» **Work instructions**: Without the pictures, output the records below word for word.

» **Task input**:
########

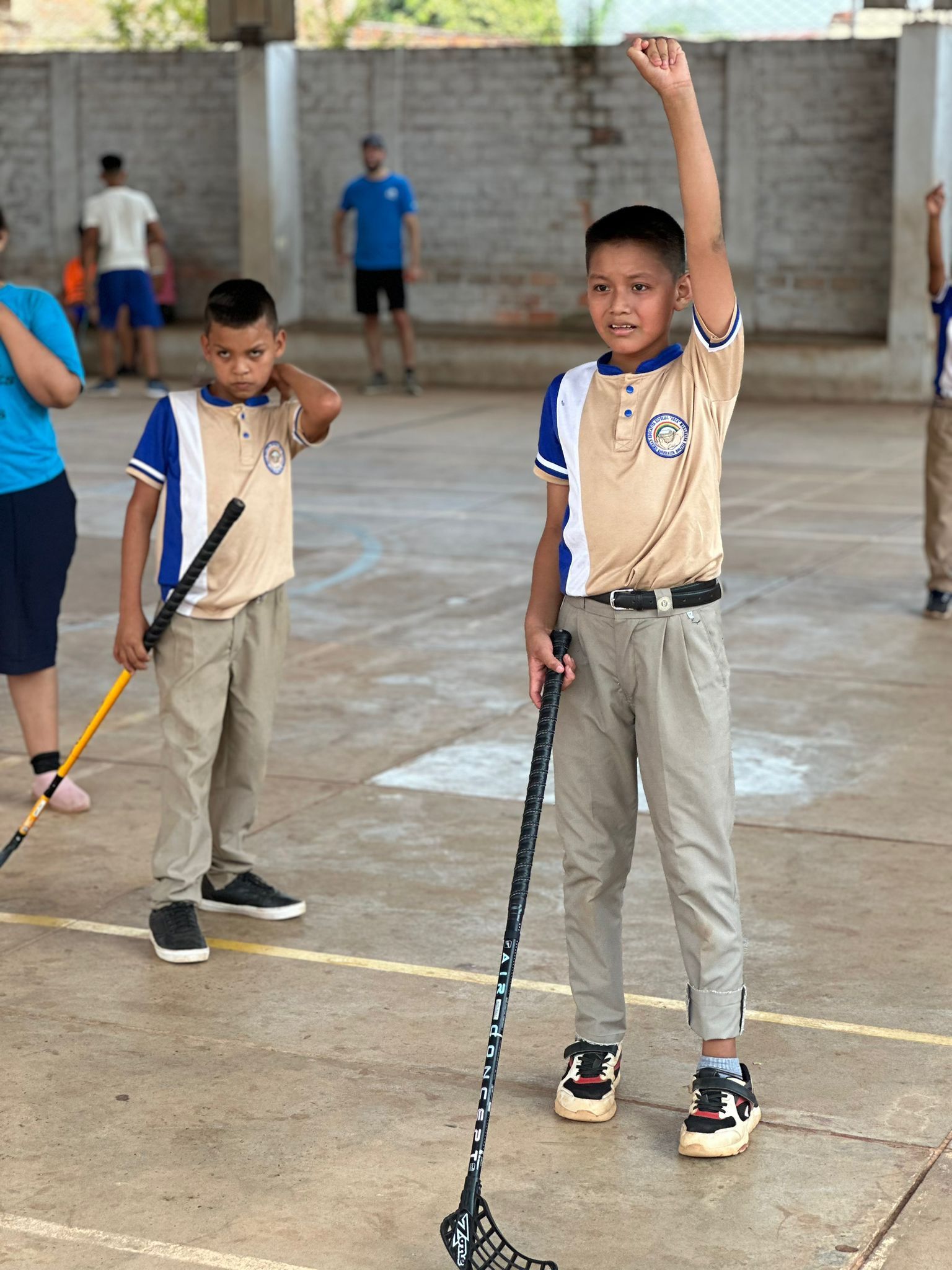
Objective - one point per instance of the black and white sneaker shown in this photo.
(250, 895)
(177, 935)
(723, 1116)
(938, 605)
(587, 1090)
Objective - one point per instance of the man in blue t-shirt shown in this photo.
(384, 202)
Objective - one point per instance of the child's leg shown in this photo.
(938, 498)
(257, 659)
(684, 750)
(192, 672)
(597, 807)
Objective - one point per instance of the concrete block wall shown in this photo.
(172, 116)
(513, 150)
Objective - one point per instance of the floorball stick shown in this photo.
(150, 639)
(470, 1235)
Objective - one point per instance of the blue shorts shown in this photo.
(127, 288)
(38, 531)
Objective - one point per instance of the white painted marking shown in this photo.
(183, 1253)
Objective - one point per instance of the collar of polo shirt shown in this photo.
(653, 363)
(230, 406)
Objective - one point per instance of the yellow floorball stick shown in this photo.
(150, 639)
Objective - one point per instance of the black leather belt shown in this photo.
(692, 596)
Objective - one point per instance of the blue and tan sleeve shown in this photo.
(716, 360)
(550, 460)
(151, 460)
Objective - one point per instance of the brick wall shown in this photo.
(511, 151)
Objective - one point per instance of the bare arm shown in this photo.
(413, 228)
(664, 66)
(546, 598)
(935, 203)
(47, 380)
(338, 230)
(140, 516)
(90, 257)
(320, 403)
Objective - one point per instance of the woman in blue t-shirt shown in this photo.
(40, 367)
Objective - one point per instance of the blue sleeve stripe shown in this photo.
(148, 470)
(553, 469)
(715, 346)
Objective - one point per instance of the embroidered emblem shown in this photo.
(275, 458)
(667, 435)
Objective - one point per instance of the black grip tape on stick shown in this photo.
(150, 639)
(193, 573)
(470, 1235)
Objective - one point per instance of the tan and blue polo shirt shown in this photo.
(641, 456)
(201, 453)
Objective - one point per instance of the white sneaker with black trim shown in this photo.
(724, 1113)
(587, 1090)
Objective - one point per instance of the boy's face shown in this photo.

########

» **Task answer**:
Objective - one point per instance of the black and white sneaker shown in this photo.
(250, 895)
(177, 935)
(723, 1116)
(938, 605)
(587, 1090)
Objective - one point per instance of the man in blue t-shirt shown in this photo.
(384, 202)
Objective - one point per instance of the child's leg shown in this photo.
(938, 498)
(257, 659)
(684, 750)
(192, 672)
(597, 807)
Objective - one point per instance of the concrete block wall shown in this photo.
(172, 116)
(513, 150)
Objective - one point per instance of the floorball stick shown in this photo.
(150, 639)
(470, 1235)
Objective - one point per instance of the blue shorts shown in this photo.
(127, 288)
(38, 531)
Objective - one point per instance of the white painted marking shown in this photo.
(183, 1253)
Objective - one point per instance of the collar of polo shirt shown in this photo.
(653, 363)
(230, 406)
Objective - one point per instance of the yellow floorball stick shown in this photo.
(150, 639)
Objective - one point per instance of the black leather belt shown in this photo.
(692, 596)
Objective - one point per instance of the blue and tan sleeve shown in this photo.
(716, 360)
(550, 460)
(151, 460)
Objective - one point per instance of the brick wall shown in this photo.
(511, 151)
Objective - one point per instance of the bare arm shown in this photo.
(413, 228)
(664, 66)
(546, 598)
(935, 203)
(47, 380)
(338, 230)
(140, 516)
(90, 257)
(320, 403)
Objective - one point per instance of the woman in blue t-shirt shown in this photo.
(40, 367)
Objective - one point per instance of the blue sleeve stripe shown in this photo.
(148, 470)
(553, 469)
(715, 346)
Objective - one point per instance of the embroidered emblem shown in this photo.
(275, 458)
(667, 435)
Objective - one point per instance of the black grip tape on stick shown in this photo.
(150, 639)
(193, 573)
(470, 1235)
Objective - one point per instance of the tan and blue polo shirt shown in this photo.
(641, 456)
(201, 453)
Objective - one point per instance of the white sneaker with black trim shown in this photo.
(724, 1113)
(587, 1090)
Objective - one point per instance of the boy's face shown in this photo.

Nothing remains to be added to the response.